** START **

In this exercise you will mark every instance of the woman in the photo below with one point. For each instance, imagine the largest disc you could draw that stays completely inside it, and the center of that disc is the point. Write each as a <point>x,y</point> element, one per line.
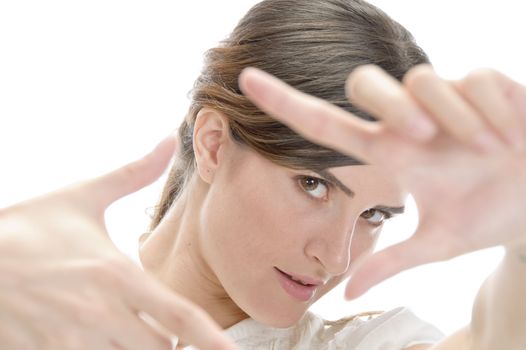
<point>229,247</point>
<point>241,180</point>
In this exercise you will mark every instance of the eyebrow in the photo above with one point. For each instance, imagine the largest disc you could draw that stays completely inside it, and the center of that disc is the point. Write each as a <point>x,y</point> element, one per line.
<point>327,175</point>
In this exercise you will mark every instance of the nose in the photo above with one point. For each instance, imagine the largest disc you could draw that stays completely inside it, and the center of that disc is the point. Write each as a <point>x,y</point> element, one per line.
<point>331,246</point>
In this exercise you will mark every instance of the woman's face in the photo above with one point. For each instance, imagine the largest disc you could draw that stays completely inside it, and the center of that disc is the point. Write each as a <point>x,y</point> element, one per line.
<point>262,223</point>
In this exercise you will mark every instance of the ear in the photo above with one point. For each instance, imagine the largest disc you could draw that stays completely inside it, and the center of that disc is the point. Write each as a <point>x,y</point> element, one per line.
<point>211,133</point>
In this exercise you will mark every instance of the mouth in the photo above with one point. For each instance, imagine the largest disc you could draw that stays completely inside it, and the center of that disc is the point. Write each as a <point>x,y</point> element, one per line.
<point>299,287</point>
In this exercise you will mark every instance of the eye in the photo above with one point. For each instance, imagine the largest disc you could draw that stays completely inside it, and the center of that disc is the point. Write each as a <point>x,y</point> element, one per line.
<point>315,187</point>
<point>375,216</point>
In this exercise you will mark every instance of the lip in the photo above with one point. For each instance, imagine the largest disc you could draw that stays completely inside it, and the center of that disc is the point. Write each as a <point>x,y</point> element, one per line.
<point>296,289</point>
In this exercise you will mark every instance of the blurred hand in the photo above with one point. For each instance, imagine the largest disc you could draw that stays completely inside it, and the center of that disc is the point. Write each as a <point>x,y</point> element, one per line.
<point>64,285</point>
<point>457,147</point>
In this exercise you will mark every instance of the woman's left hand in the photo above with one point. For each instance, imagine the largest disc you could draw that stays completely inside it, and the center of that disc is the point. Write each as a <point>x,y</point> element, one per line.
<point>466,170</point>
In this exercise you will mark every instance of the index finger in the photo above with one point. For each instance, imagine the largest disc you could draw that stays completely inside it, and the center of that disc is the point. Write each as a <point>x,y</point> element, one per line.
<point>311,117</point>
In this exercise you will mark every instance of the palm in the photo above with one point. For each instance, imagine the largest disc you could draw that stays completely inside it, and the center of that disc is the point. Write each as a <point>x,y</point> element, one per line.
<point>467,199</point>
<point>460,195</point>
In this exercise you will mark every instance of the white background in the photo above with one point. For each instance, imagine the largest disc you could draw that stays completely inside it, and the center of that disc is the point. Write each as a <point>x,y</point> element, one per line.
<point>87,86</point>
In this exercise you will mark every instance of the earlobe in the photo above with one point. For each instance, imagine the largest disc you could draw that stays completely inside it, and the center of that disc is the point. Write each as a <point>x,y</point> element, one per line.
<point>210,133</point>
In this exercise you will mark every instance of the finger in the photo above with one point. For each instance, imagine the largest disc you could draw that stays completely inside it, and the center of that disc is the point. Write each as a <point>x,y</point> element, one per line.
<point>383,96</point>
<point>313,118</point>
<point>450,110</point>
<point>177,315</point>
<point>517,96</point>
<point>132,333</point>
<point>421,248</point>
<point>486,90</point>
<point>107,188</point>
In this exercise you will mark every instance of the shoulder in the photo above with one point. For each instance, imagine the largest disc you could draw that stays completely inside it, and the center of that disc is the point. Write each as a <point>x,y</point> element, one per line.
<point>398,328</point>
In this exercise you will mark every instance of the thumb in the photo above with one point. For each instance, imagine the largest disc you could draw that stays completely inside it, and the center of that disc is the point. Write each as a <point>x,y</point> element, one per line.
<point>369,271</point>
<point>106,189</point>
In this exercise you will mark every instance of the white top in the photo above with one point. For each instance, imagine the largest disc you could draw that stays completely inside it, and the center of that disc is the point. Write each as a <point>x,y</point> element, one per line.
<point>393,330</point>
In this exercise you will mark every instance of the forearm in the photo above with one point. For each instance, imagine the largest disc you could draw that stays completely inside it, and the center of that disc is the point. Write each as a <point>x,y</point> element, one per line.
<point>499,311</point>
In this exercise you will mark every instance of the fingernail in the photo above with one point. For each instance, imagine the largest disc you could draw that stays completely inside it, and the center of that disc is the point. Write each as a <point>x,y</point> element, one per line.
<point>487,142</point>
<point>420,128</point>
<point>516,139</point>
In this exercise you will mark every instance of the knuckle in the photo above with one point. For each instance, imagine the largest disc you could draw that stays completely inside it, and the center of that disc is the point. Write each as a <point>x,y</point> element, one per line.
<point>418,77</point>
<point>480,76</point>
<point>186,317</point>
<point>91,314</point>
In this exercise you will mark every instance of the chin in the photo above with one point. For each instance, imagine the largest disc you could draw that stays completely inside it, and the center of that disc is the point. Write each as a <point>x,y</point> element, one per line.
<point>278,315</point>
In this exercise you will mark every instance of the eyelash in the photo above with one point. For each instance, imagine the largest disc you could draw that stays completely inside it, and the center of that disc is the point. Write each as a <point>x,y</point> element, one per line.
<point>329,186</point>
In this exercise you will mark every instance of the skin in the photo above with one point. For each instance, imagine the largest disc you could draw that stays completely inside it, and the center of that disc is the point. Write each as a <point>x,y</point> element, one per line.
<point>220,242</point>
<point>80,266</point>
<point>471,173</point>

** END **

Shift every point coordinate by adding 12 to both of its numbers. Then write out the data from its beginning through the line containing "<point>211,133</point>", keeping every line of text but leaving out the pictures.

In this exercise you will mark every instance of the woman in the photo below with one point. For each instance, imagine the largest disc you could draw that stays completely inside it, and the center of that disc is the point. Write each as a <point>x,y</point> element, one per line.
<point>241,259</point>
<point>253,192</point>
In this exercise you will mark every instance of the eyebrow in the photo above with one point. For each instance, imagine the largest disc you could draw that stays completely inside it, and the center of that disc is the point. Write each as a <point>x,y</point> element, one per line.
<point>339,187</point>
In this exercise you will mark every instance of the nose in the photo above with one point. For each instance, imagine the largest disc you could draw that stays completely inside it, and the center of that disc is the point. Write each as a <point>x,y</point> element, one per line.
<point>343,258</point>
In this exercise you will mark every instance of the woman's face in the photo above with one point. For each instance, imagine the largest disc you could draw that stays completely inside it, and the center of that disc is the point. Write each as a <point>x,y</point> element, one per line.
<point>274,235</point>
In this exercise you will mark every instance of the ear in the photo above with one point. For each instance, imagine the largest disc you could draw that stays completely inside it, and the center of that disc is the point. Write each as a <point>x,y</point> element, one per line.
<point>223,145</point>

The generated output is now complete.